8.26考总

炸了

T1

质数筛+预处理处理出每个数的答案

#include<bits/stdc++.h>
#define int long long
#define endl "\n"
using namespace std;
const int maxn=4e6+5,mod=1e9+7,inf=1e18;
int read(){int x=0,f=1;char ch=getchar();while(ch<'0'||ch>'9'){if(ch=='-')f=-1;ch=getchar();}while(ch>='0' && ch<='9')x=x*10+ch-'0',ch=getchar();return x*f;}
void write(int x){if(x<0){putchar('-'),x=-x;}if(x>9){write(x/10);}putchar(x%10+'0');return;}
int fpow(int a,int b,int p){if(b==0){return 1;}int res=fpow(a,b/2,p)%p;if(b%2==1){return((res*res)%p*a)%p;}else{return(res*res)%p;}}
int t,n;
bool prime[maxn];
int ans[maxn];
void init(){
	for(int i=2;i<=maxn-5;i++){
		if(prime[i]==0){
			for(int j=i+i;j<=maxn-5;j+=i){
				prime[j]=1;
				
			}
		}
		for(int j=i+i;j<=maxn-5;j+=i){
			ans[j]=i;
			
		}
	}
}
void solve(){
	cin>>n;
	if(prime[n]==0){
		cout<<1<<endl;
	}
	else{
		cout<<ans[n]<<endl;
	}
}
signed main(){
	init();
	cin>>t;
	while(t--){
		solve();
	}
	return 0;
}

T2

观察可发现，其实每一对都是两个质数的倍数，我们求出最大的质数的最大倍数，预处理出来即可

#include<bits/stdc++.h>
#define int long long
#define endl "\n"

---

接着上面的8.26考试总结往下写，从最后显示的一行之后开始。 这份列表和上面的8.26考试总结没有关系。

◆ 数据内容
---

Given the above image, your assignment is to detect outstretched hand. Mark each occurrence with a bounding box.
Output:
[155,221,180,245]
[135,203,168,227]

---

◆ 练习答案
using namespace std;
const int maxn=2e4+5,mod=99824353,inf=1e18;
int read(){int x=0,f=1;char ch=getchar();while(ch<'0'||ch>'9'){if(ch=='-')f=-1;ch=getchar();}while(ch>='0' && ch<='9')x=x*10+ch-'0',ch=getchar();return x*f;}
void write(int x){if(x<0){putchar('-'),x=-x;}if(x>9){write(x/10);}putchar(x%10+'0');return;}
int fpow(int a,int b,int p){if(b==0){return 1;}int res=fpow(a,b/2,p)%p;if(b%2==1){return((res*res)%p*a)%p;}else{return(res*res)%p;}}
int t,n;
bool prime[maxn];
int num[maxn];
int ans,dp[maxn];
int cnt=0;
void init(){
	prime[1]=prime[0]=1;
	for(int i=2;i<=maxn;i++){
		if(prime[i]==0){
			for(int j=i+i;j<=maxn;j+=i){
				prime[j]=1;
			}
		}
	}
}
void solve(){
	cin>>n;
	ans+=dp[n];
	ans%=mod;
}
signed main(){
	init();
	for(int i=1;i<=10000;i++){
		if(prime[i]==0){
			num[cnt++]=i;
		}
	}
	cnt--;
	for(int i=1;i<=10000;i++){
		int sum=0;
		for(int j=0;j<=cnt&&num[j]<=i;j++){
			int x=i/num[j];
			sum+=x*j;
			sum%=mod;
		}
		sum*=2;
		sum%=mod;
		dp[i]=sum;
	}
	cin>>t;
	while(t--){
		solve();
	}
	cout<<ans;
	return 0;
}

T3

考虑DP

状态：dp[i]表示前i个字符的最大答案

答案：dp[n]

方程：dp[i]=dp[i-1]
dp[i]=max(dp[i],dp[i-4]+a)
dp[i]=max(dp[i],dp[i-6]+b)
dp[i]=max(dp[i],dp[i-10]+c)

边界：dp[1-3]=0

#include<bits/stdc++.h>
#define int long long
#define endl "\n"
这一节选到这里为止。